> **INSTRUÇÕES DO EXERCÍCIO**
Extraia do material, sem alterar nada, as linhas que vão do início até a linha com "point(576, 596)", incluindo esta.

☆ ☆ ☆ ☆ ☆

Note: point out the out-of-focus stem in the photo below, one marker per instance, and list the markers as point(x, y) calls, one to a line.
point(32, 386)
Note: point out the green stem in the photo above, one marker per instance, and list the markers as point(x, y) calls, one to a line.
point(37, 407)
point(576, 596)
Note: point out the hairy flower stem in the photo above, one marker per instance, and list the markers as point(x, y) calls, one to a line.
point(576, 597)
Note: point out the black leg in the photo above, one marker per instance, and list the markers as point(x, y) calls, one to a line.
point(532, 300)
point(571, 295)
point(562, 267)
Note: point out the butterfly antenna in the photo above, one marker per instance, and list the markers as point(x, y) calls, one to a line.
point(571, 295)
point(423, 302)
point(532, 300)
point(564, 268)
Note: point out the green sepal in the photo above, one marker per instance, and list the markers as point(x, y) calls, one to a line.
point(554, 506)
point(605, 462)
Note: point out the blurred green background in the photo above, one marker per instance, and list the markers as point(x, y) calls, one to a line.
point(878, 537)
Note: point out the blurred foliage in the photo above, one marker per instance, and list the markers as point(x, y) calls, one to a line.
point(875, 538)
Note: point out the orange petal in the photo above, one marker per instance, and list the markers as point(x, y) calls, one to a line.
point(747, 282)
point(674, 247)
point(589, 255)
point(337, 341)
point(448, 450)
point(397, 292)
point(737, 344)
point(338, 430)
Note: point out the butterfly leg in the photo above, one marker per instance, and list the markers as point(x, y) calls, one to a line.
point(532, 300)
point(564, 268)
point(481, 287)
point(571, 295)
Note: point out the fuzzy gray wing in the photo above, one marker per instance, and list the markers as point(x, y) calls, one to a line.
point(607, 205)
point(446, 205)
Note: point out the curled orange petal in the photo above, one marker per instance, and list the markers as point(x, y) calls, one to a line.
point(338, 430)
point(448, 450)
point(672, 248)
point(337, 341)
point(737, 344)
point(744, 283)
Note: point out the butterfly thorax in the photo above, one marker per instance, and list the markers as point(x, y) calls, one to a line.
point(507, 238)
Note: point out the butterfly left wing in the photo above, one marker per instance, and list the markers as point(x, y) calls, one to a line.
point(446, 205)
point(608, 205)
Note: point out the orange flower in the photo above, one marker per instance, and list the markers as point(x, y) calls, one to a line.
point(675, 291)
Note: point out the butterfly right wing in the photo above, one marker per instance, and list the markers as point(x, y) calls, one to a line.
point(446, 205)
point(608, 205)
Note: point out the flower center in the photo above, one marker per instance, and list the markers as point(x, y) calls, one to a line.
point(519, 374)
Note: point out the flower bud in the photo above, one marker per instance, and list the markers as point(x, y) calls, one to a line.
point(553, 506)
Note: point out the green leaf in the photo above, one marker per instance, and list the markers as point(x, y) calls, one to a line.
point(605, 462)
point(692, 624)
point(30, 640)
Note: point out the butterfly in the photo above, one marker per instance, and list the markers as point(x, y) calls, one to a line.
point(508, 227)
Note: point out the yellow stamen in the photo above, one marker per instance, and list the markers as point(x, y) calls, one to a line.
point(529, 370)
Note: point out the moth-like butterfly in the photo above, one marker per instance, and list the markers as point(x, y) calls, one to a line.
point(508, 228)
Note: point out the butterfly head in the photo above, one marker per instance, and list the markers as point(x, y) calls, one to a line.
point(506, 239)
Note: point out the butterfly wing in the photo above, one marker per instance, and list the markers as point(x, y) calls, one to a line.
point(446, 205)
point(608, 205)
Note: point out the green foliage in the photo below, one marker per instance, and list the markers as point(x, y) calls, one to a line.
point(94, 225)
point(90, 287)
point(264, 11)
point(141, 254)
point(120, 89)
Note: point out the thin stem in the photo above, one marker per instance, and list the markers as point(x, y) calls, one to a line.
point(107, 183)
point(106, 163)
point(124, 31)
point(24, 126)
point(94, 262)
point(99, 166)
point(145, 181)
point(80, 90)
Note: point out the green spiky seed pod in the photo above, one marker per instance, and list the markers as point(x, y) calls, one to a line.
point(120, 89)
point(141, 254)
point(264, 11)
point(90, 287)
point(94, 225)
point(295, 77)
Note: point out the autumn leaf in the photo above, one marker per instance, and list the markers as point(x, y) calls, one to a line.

☆ ☆ ☆ ☆ ☆

> **SOLUÇÃO DO EXERCÍCIO**
Note: point out the out-of-focus stem in the photo below, one marker per instance, and list the markers as point(x, y) calls, one to a line.
point(32, 386)
Note: point out the green stem in the photo above, one marker per instance, and list the markers as point(x, y) calls, one to a line.
point(37, 407)
point(576, 596)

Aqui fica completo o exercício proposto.